- _GIVEN INSTRUCTION_
Rewrite the data below as a Markdown table with the columns Row and Data line, starting with the line containing "Goal: find the white baseboard" and going on through the line containing "left=321, top=0, right=432, bottom=36". Include only those lines, and skip any blank ones.

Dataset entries

------------------------

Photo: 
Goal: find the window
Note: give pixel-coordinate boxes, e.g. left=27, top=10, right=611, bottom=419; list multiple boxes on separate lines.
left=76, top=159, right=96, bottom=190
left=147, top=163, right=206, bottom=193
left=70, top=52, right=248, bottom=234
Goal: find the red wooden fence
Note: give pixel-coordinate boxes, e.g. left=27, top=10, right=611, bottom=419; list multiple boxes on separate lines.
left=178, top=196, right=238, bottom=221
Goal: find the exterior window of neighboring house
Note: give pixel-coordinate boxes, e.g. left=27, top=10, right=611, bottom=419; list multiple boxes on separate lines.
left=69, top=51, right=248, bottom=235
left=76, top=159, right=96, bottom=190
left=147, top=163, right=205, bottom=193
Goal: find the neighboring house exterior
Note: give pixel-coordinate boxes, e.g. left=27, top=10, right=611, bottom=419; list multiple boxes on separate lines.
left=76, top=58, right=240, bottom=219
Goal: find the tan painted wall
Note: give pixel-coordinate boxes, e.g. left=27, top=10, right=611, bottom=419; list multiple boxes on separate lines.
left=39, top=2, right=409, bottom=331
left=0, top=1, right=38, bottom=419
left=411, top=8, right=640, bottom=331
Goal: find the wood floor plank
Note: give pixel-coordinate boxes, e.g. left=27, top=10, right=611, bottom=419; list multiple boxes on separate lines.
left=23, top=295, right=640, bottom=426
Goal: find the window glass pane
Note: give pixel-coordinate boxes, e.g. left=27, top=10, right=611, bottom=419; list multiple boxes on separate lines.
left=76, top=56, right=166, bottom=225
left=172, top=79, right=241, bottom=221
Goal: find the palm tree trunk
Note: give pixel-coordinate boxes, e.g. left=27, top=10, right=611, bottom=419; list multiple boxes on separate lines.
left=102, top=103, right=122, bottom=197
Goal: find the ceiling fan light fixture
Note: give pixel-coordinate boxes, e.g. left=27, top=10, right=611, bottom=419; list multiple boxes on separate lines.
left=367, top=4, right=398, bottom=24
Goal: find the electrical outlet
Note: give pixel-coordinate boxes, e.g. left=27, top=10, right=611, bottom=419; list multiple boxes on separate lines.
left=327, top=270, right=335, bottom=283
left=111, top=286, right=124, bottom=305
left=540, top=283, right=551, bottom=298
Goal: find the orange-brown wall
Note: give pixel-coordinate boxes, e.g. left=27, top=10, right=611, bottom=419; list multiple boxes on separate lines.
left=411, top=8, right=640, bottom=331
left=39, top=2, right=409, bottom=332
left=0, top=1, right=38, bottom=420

------------------------

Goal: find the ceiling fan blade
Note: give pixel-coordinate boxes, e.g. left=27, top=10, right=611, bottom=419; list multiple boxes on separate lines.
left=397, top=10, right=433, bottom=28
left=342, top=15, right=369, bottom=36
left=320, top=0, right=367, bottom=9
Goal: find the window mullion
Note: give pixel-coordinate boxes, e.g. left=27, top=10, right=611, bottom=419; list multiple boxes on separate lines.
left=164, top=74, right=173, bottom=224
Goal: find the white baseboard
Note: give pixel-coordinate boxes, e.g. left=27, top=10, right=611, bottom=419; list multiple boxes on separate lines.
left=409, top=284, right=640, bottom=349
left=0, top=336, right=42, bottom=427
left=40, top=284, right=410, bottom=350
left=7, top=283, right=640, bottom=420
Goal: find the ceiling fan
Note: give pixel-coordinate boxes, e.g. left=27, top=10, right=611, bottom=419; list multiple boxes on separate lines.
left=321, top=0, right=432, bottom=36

------------------------

- _SOLUTION_
| Row | Data line |
|---|---|
| 1 | Goal: find the white baseboard |
| 2 | Note: give pixel-coordinate boxes, e.g. left=27, top=10, right=611, bottom=419; list multiple boxes on separate lines. |
| 3 | left=409, top=284, right=640, bottom=349 |
| 4 | left=0, top=336, right=42, bottom=427 |
| 5 | left=40, top=284, right=410, bottom=350 |
| 6 | left=7, top=283, right=640, bottom=420 |
| 7 | Goal: find the ceiling fan |
| 8 | Note: give pixel-coordinate boxes, e.g. left=27, top=10, right=611, bottom=419; list multiple boxes on separate lines. |
| 9 | left=321, top=0, right=432, bottom=36 |